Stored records
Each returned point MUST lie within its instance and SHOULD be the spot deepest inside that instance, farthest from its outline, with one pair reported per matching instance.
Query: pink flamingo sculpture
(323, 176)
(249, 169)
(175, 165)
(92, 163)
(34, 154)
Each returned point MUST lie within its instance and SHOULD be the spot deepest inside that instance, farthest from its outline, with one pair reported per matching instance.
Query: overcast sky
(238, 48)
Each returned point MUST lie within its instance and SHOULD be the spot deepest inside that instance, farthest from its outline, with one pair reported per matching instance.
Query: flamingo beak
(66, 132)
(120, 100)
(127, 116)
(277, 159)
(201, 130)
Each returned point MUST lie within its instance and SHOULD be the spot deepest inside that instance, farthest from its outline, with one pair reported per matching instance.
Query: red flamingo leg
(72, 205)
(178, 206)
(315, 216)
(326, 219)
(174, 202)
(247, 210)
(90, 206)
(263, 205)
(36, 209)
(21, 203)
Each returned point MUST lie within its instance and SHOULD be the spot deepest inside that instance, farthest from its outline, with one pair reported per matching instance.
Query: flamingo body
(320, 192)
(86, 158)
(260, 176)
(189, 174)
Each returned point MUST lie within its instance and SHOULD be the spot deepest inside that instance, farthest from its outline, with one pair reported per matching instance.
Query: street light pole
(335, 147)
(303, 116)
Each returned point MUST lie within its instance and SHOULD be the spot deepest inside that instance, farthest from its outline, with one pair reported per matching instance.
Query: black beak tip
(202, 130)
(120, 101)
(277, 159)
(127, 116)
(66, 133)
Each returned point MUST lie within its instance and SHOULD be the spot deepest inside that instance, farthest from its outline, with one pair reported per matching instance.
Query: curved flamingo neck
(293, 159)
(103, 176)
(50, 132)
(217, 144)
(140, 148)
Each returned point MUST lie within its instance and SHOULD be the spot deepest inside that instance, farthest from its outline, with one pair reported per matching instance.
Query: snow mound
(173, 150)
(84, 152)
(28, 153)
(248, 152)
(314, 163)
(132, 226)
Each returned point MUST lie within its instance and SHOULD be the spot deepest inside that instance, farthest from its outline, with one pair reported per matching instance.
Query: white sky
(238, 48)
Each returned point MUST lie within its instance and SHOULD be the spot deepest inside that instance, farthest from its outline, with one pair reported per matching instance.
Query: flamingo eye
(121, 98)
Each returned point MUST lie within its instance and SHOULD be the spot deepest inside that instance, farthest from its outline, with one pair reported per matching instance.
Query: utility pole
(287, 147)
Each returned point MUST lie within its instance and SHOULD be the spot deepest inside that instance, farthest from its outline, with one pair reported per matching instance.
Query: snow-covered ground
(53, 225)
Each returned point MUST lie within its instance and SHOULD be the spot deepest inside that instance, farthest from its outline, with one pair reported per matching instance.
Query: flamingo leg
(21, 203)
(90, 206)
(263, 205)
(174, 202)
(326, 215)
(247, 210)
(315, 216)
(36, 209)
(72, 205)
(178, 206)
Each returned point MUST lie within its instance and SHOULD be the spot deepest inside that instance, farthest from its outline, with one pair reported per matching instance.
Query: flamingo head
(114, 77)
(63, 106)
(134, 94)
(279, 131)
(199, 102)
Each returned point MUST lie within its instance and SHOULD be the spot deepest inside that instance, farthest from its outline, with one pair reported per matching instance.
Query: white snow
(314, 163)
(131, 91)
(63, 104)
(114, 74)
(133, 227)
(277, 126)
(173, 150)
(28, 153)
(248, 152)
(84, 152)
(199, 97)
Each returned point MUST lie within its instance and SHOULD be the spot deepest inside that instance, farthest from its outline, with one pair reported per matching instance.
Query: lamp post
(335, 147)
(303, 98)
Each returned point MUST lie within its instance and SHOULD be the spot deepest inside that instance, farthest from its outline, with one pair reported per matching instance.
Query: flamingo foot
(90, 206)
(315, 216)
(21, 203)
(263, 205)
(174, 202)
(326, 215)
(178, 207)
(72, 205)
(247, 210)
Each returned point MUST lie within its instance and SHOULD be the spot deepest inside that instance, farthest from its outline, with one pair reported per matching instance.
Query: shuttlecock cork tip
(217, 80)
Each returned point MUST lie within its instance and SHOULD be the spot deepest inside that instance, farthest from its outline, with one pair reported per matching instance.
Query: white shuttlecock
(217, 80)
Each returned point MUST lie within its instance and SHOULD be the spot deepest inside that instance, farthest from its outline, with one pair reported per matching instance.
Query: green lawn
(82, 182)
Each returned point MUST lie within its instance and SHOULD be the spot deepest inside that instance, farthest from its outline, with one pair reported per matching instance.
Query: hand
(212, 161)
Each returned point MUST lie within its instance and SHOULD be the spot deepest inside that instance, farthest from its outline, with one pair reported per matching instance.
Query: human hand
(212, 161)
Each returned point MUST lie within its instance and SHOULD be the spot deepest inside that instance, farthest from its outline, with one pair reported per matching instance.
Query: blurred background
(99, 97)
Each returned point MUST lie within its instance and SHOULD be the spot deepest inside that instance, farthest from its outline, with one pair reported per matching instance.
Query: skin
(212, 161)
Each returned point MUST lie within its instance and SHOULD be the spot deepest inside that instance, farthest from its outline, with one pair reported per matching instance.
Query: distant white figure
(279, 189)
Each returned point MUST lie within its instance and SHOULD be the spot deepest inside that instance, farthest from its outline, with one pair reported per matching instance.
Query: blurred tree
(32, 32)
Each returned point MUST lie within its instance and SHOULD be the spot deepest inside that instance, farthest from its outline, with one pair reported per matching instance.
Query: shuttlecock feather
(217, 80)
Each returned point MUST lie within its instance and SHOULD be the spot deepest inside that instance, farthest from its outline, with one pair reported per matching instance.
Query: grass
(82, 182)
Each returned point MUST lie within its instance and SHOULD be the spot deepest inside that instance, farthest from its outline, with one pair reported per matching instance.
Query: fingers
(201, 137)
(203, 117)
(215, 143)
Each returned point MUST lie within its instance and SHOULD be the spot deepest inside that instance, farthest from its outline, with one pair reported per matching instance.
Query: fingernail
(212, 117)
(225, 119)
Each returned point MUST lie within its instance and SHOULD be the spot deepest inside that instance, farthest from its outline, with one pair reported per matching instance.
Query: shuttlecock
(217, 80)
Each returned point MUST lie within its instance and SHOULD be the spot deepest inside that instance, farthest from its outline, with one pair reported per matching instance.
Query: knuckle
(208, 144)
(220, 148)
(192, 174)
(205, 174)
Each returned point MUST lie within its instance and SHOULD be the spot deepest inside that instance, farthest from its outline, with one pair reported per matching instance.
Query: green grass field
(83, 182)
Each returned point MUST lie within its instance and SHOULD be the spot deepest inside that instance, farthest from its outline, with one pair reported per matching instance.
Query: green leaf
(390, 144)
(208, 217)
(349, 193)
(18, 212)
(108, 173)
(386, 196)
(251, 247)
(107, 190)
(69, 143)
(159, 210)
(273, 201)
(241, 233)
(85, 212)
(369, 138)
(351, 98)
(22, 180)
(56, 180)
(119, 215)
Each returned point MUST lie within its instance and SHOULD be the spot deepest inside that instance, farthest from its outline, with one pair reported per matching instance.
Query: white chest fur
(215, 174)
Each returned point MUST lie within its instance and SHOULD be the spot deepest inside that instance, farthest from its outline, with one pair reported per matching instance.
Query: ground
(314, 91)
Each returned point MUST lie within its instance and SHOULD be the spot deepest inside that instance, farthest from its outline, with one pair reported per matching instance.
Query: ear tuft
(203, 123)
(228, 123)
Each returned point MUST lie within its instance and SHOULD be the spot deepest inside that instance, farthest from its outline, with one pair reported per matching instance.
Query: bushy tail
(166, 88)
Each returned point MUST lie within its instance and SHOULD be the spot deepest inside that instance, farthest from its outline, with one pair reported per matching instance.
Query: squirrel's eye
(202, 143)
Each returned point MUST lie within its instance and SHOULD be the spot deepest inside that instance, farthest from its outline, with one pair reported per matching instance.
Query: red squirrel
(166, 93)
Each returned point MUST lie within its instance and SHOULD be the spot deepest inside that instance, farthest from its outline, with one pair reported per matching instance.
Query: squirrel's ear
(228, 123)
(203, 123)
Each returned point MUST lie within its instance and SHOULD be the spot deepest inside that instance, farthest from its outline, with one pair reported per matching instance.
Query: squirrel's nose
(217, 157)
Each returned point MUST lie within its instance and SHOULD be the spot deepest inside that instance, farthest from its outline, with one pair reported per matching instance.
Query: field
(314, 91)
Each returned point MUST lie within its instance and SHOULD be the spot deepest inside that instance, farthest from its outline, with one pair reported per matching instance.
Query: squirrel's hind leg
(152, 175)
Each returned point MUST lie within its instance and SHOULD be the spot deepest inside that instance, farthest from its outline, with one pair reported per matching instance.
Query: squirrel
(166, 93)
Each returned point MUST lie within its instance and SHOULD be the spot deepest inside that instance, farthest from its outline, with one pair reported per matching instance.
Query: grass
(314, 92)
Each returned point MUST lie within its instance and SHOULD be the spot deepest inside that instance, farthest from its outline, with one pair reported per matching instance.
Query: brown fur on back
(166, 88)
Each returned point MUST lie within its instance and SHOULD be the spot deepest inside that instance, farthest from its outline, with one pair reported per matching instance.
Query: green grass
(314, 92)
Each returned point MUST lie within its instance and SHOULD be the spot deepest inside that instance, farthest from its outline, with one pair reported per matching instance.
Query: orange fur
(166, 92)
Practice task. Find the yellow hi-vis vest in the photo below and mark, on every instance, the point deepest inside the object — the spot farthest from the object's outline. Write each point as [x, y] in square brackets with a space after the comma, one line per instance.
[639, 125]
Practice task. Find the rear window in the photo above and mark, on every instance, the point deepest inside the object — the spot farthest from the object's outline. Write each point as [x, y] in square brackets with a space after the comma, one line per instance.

» Exercise objective: Whatever lies between the line containing "Query: orange fur" and the final line above, both included, must be returned exactly.

» Response:
Query: orange fur
(166, 92)
Practice task. Find the yellow hi-vis vest in the photo below and mark, on every instance, the point deepest inside the object — the spot farthest from the object's outline. Write each point as [x, y] in square brackets with a space after the comma, one line per instance.
[639, 125]
Practice task. Find the rear window in the photo above and mark, on every instance, the point deepest inside the object — the spot farthest from the object's outline. Write each point as [x, y] in square brackets with a space after the comma, one line per instance.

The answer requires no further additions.